• _TASK DESCRIPTION_
Exactly the lines from the one containing "Each instance receives one keypoint. Annotate the blonde" through the final line of the listing are to be retyped, and nothing more.

• _DATA LINES_
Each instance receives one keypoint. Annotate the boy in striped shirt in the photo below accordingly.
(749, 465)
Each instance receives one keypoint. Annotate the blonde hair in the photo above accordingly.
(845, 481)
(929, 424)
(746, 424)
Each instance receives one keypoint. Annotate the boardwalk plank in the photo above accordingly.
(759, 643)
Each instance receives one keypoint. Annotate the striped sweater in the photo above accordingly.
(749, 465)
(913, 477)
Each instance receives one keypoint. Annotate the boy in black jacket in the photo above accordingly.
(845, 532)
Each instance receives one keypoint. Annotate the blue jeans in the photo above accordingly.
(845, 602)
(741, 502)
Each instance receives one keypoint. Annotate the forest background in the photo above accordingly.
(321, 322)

• _EXERCISE SOLUTION_
Each instance receives one keypoint. Annotate the blonde hair in the photo above accordingly.
(845, 481)
(929, 424)
(746, 424)
Each instance receives one keypoint. Annotate the boardwalk plank in the photo above accordingly.
(759, 643)
Each instance receives one keypoint. Annotate the striped sweater in the photo above accordingly.
(749, 465)
(913, 477)
Each instance receives one keypoint. Annotate the boy in black jacket in the photo above accordingly.
(845, 532)
Each instance receives one keypoint. Annotate the blue jeans in the photo above accordingly.
(845, 602)
(741, 502)
Each instance receives one keypoint. Annotate the forest background in the photo above accordingly.
(321, 322)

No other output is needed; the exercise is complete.